# [EXERCISE]
Could you print, word for word, the lines in the listing below from the line holding "written like (744,95)." through the end of the listing, inclusive?

##############################

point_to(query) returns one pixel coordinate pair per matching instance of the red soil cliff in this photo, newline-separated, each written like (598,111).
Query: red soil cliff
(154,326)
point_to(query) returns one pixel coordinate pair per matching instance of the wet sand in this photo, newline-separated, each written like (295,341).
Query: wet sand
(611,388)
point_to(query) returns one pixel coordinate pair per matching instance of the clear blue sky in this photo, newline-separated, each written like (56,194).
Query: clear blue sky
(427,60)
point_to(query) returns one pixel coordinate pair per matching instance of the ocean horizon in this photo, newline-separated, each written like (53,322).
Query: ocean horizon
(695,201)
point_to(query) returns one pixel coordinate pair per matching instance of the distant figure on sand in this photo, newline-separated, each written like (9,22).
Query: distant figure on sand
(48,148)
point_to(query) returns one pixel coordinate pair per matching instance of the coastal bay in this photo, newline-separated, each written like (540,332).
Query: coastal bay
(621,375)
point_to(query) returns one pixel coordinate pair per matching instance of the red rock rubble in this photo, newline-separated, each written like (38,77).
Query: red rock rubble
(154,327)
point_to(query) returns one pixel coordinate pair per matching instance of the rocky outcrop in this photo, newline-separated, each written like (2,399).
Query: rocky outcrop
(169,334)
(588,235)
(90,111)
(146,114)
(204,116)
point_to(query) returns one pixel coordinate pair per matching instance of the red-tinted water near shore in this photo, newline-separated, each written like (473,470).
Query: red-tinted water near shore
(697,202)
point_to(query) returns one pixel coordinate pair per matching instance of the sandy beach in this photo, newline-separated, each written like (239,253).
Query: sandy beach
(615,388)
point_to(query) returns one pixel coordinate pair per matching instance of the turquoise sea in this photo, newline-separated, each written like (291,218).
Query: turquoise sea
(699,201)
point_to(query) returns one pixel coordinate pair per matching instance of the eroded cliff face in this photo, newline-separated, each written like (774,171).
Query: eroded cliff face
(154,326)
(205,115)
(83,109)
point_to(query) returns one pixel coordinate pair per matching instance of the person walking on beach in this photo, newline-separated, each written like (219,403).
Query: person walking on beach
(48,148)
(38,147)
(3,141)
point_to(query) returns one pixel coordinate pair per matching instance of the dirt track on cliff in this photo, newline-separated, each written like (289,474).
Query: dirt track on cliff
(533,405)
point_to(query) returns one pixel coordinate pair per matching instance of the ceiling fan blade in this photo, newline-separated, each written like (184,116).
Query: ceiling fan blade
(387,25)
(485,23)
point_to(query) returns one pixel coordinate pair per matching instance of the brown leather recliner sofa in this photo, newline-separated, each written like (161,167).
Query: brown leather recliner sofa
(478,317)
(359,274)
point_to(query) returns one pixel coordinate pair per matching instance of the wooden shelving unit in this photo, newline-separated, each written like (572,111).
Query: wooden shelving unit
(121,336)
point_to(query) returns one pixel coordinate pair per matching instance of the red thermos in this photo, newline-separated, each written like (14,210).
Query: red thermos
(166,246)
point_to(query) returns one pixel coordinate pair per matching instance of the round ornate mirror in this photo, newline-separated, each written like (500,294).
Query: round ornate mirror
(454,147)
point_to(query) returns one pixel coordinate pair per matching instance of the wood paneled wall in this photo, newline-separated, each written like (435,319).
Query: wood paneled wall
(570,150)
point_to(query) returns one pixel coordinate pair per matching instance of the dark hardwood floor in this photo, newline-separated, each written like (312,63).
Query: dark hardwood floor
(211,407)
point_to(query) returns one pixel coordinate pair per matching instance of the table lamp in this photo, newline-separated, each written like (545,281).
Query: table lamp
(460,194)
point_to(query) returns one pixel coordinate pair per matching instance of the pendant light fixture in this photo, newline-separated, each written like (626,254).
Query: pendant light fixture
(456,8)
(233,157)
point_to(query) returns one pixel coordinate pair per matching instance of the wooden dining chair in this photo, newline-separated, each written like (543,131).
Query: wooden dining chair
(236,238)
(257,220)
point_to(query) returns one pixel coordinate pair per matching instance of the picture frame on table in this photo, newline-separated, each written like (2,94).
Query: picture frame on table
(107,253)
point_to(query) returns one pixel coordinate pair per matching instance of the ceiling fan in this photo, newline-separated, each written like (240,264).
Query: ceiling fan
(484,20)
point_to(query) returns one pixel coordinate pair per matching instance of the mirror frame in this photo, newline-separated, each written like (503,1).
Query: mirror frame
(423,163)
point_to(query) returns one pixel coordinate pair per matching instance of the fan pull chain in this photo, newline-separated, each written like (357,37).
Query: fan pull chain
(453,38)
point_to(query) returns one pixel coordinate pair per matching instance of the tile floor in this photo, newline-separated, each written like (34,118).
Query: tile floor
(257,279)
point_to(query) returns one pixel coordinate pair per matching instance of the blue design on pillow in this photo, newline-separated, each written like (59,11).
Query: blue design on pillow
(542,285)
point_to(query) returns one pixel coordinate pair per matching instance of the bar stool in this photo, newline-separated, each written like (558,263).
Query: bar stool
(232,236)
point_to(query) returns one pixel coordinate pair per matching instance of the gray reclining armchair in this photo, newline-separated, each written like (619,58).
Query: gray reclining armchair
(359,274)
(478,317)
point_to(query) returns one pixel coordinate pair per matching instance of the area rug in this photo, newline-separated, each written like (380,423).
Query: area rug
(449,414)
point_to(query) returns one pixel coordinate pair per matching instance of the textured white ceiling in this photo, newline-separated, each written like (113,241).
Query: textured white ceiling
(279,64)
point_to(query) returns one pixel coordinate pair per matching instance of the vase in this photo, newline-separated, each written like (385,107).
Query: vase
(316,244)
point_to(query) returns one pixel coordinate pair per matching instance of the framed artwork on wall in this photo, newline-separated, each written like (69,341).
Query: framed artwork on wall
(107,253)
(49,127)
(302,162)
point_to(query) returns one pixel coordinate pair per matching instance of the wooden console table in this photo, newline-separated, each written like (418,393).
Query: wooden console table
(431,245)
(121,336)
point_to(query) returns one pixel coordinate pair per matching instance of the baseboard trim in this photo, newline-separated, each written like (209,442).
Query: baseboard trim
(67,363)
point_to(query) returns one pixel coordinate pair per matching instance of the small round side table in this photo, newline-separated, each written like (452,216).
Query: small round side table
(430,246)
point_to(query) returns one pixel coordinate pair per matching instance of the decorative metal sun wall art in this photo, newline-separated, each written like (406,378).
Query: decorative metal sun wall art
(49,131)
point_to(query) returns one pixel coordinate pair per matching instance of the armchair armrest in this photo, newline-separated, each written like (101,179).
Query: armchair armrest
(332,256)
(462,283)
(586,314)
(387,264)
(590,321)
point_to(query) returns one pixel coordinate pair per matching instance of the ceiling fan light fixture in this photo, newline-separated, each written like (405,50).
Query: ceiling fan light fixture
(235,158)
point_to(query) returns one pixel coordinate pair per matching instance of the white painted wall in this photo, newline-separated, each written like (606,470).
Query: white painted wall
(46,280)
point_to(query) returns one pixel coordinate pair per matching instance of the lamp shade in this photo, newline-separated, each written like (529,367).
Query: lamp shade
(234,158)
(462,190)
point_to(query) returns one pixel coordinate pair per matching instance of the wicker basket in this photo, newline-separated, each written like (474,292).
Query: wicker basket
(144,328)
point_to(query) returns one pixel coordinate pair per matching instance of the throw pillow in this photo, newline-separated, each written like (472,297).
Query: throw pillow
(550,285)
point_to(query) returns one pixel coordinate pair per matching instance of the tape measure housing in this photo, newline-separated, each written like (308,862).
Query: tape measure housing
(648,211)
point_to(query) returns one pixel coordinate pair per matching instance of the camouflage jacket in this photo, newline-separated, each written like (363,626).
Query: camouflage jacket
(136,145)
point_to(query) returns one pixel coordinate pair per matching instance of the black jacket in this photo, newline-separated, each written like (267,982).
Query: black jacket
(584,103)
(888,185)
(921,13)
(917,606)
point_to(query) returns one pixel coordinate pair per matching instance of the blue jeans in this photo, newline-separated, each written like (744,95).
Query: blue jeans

##############################

# [CORRECT ANSWER]
point_to(query) returns one pixel coordinate pair per matching instance of the blue jeans in this photo, newline-separated, each written like (744,95).
Query: blue jeans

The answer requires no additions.